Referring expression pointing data
▼

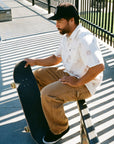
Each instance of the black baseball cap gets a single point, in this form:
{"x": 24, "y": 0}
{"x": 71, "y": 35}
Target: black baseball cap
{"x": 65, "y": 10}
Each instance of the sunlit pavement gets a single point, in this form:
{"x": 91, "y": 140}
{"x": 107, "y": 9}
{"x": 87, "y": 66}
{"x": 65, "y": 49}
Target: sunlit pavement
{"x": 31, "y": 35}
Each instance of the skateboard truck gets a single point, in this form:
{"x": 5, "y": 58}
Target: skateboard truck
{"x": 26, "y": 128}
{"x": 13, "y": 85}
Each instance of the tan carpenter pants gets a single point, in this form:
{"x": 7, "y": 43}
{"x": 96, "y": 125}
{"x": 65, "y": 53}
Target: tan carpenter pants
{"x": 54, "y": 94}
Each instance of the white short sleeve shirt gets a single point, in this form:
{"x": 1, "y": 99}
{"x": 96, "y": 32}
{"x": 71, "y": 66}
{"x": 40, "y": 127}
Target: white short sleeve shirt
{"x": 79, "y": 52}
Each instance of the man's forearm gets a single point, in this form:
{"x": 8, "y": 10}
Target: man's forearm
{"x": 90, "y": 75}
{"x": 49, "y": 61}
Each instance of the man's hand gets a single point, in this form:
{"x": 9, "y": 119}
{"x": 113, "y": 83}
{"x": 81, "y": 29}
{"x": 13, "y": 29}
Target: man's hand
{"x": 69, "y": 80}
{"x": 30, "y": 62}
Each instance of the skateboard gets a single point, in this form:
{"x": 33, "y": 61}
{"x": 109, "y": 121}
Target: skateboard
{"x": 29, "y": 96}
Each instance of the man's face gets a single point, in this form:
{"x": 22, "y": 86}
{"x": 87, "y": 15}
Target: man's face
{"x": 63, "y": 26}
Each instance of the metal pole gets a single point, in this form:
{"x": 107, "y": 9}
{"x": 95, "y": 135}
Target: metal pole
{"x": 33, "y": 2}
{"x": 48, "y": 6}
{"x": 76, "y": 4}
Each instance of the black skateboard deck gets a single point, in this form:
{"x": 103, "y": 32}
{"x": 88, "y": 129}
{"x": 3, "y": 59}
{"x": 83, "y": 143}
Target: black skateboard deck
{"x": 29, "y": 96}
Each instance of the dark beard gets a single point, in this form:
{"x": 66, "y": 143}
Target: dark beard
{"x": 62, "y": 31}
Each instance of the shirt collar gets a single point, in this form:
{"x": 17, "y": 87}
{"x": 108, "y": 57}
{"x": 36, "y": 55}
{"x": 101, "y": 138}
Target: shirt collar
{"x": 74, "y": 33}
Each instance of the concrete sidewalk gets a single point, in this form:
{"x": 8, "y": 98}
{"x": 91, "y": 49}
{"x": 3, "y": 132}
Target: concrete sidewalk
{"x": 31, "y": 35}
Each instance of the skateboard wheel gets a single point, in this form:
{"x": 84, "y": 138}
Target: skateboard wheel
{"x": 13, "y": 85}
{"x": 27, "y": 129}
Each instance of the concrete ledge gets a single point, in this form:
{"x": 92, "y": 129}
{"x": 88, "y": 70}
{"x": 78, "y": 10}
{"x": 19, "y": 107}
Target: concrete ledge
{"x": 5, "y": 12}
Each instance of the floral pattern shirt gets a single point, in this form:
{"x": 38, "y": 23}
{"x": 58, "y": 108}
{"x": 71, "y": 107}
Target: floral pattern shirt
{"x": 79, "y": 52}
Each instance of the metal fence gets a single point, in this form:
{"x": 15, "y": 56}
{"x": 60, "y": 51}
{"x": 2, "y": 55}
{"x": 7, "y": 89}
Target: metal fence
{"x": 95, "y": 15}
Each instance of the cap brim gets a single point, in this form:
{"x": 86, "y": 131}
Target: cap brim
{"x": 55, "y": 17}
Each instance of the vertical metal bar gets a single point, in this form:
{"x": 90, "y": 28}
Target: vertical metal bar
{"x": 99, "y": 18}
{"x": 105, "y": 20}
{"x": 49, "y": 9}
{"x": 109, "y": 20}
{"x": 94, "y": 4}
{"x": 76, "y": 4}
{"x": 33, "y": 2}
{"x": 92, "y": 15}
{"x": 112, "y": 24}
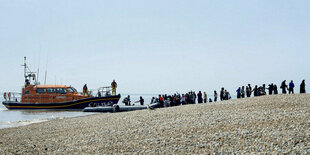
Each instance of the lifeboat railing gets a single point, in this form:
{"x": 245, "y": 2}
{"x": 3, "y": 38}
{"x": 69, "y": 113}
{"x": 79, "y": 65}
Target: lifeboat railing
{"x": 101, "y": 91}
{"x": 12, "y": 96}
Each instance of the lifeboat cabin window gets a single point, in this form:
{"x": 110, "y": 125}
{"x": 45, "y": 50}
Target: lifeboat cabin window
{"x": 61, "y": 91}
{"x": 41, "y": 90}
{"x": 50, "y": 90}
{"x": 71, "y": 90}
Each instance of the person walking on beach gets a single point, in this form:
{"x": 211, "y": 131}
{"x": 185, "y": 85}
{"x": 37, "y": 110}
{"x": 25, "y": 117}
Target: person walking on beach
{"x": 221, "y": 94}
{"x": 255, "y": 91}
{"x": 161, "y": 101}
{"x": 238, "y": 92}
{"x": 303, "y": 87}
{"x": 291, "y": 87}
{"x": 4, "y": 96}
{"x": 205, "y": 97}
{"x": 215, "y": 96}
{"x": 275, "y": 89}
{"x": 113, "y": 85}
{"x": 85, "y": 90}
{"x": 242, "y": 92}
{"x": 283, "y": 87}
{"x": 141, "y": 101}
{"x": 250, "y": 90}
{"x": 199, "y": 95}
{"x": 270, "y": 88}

▲
▼

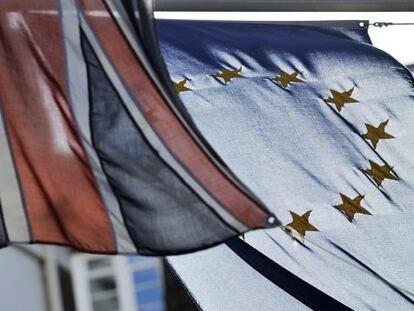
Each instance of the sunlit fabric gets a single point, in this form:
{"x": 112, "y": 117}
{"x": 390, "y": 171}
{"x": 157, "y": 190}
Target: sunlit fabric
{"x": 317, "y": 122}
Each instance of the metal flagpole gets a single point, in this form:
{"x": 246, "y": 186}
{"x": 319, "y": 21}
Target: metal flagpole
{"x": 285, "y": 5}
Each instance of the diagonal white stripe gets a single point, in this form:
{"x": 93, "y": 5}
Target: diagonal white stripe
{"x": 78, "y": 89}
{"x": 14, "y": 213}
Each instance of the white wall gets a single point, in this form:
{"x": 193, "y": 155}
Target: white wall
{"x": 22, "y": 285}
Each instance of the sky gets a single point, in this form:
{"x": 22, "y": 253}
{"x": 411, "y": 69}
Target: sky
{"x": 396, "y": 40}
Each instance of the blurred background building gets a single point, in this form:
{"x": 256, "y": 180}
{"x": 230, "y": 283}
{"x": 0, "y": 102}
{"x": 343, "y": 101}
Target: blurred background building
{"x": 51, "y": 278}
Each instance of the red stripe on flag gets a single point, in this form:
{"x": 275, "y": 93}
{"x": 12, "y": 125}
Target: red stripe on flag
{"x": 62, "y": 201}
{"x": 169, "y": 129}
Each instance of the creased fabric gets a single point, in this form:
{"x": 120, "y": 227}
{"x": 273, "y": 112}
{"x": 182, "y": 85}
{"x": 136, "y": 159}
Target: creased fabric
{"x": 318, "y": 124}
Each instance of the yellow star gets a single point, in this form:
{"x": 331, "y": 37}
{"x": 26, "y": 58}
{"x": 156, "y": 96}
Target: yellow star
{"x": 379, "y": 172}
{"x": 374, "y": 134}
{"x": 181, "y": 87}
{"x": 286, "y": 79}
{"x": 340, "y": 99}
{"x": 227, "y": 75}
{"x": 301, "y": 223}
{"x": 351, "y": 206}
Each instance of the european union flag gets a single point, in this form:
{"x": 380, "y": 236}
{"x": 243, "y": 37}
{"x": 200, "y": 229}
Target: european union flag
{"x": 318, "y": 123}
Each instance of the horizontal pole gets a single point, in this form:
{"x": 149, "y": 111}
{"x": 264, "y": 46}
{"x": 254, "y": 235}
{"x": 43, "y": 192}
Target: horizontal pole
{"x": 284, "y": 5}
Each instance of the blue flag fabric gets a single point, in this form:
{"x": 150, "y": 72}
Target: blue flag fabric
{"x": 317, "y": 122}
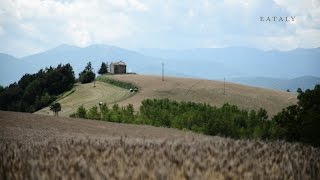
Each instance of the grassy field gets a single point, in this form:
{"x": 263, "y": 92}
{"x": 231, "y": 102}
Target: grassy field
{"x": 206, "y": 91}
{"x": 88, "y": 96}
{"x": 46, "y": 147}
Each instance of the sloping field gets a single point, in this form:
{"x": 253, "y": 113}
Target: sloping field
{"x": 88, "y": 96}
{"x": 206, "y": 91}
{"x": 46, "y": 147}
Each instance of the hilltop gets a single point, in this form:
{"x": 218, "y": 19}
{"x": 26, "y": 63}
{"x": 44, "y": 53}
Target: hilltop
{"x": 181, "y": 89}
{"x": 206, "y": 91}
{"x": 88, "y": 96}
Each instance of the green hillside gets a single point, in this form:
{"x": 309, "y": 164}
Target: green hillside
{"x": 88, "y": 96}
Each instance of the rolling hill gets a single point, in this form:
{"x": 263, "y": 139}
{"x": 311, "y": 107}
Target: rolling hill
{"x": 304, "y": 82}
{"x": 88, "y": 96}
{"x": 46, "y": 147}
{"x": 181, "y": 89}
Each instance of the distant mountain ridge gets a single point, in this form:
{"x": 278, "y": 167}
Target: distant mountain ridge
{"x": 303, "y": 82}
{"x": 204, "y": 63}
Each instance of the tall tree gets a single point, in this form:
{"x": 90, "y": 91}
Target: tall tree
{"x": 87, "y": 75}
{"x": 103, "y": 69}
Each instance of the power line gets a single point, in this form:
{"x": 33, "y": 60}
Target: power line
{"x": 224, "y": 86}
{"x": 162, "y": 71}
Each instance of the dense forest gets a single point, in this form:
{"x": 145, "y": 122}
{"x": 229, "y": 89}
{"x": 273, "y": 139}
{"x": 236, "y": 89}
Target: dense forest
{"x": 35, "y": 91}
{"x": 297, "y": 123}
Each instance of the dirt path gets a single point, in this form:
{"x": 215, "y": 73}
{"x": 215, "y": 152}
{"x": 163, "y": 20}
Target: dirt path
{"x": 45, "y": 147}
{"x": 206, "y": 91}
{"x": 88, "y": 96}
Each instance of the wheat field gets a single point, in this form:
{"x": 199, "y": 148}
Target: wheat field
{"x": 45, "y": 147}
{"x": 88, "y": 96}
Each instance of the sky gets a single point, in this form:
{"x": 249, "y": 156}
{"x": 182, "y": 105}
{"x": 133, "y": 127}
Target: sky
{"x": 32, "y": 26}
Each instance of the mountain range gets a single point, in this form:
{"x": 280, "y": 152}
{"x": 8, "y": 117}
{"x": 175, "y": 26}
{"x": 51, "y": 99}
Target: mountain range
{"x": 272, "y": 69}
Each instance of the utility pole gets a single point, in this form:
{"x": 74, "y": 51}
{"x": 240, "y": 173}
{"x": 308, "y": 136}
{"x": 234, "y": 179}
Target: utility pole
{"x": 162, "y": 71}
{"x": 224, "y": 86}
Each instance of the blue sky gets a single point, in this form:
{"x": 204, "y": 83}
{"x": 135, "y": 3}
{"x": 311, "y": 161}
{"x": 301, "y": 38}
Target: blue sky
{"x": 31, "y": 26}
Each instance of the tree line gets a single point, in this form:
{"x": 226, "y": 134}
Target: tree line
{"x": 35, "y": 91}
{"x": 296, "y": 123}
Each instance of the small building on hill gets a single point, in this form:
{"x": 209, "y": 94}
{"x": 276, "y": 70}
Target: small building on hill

▲
▼

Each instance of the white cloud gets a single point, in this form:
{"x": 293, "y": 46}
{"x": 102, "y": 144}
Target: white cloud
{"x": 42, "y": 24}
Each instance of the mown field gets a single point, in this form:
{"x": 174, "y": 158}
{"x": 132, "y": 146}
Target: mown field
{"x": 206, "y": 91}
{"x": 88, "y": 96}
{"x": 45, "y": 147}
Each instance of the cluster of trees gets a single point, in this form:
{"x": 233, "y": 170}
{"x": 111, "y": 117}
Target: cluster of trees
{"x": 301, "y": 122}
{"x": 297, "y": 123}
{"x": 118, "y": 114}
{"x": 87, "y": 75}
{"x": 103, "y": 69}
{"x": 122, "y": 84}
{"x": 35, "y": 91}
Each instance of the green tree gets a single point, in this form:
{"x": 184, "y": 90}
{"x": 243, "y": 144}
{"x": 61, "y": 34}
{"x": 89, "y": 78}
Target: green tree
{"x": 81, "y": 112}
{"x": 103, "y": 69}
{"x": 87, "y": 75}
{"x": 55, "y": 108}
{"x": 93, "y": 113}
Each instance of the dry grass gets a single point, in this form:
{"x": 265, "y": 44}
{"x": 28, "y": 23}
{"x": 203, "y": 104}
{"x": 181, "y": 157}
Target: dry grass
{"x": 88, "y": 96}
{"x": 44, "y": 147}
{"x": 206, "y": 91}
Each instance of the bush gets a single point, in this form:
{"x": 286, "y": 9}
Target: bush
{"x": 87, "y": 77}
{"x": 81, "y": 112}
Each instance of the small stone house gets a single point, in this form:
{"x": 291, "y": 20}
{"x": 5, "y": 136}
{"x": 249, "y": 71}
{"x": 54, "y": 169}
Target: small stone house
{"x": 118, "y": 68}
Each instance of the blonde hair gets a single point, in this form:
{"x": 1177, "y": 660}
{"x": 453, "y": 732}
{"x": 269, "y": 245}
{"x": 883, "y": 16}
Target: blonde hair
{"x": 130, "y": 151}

▲

Only the lines above starting at the one containing "Each instance of the black baseball" and ending at the one containing "Each instance of the skateboard truck", both included, are to be returned, exactly as they read.

Each instance of the black baseball cap gets a single point, in this form:
{"x": 24, "y": 0}
{"x": 71, "y": 35}
Target: black baseball cap
{"x": 65, "y": 10}
Each instance of the sunlit pavement gets a single point, in this form:
{"x": 91, "y": 140}
{"x": 107, "y": 9}
{"x": 87, "y": 66}
{"x": 65, "y": 49}
Target: sunlit pavement
{"x": 31, "y": 35}
Each instance of the skateboard truck gets a single point, in this form:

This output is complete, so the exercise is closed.